Reading text:
--- START ---

Notebook

distrdf002_dask_connection¶

Configure a Dask connection and fill two histograms distributedly.

This tutorial shows the ingredients needed to setup the connection to a Dask cluster (e.g. a LocalCluster for a single machine). After this initial setup, an RDataFrame with distributed capabilities is created and connected to a Dask Client instance. Finally, a couple of histograms are drawn from the created columns in the dataset. Relevant documentation can be found at http://distributed.dask.org/en/stable .

Author: Vincenzo Eduardo Padulano
This notebook tutorial was automatically generated with ROOTBOOK-izer from the macro found in the ROOT repository on Wednesday, April 17, 2024 at 11:08 AM.

In [1]:

from dask.distributed import LocalCluster, Client
import ROOT

Point RDataFrame calls to Dask RDataFrame object

In [2]:

RDataFrame = ROOT.RDF.Experimental.Distributed.Dask.RDataFrame


def create_connection():
    """

--- END ---

Aim of the exercise: Copy the Dask connection tutorial above word for word, from start to finish.

Dataset excerpt:
--- START ---

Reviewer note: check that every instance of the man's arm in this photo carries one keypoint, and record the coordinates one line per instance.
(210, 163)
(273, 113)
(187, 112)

--- END ---

Complete output:
Notebook

distrdf002_dask_connection¶

Configure a Dask connection and fill two histograms distributedly.

This tutorial shows the ingredients needed to setup the connection to a Dask cluster (e.g. a LocalCluster for a single machine). After this initial setup, an RDataFrame with distributed capabilities is created and connected to a Dask Client instance. Finally, a couple of histograms are drawn from the created columns in the dataset. Relevant documentation can be found at http://distributed.dask.org/en/stable .

Author: Vincenzo Eduardo Padulano
This notebook tutorial was automatically generated with ROOTBOOK-izer from the macro found in the ROOT repository on Wednesday, April 17, 2024 at 11:08 AM.

In [1]:

from dask.distributed import LocalCluster, Client
import ROOT

Point RDataFrame calls to Dask RDataFrame object

In [2]:

RDataFrame = ROOT.RDF.Experimental.Distributed.Dask.RDataFrame


def create_connection():
    """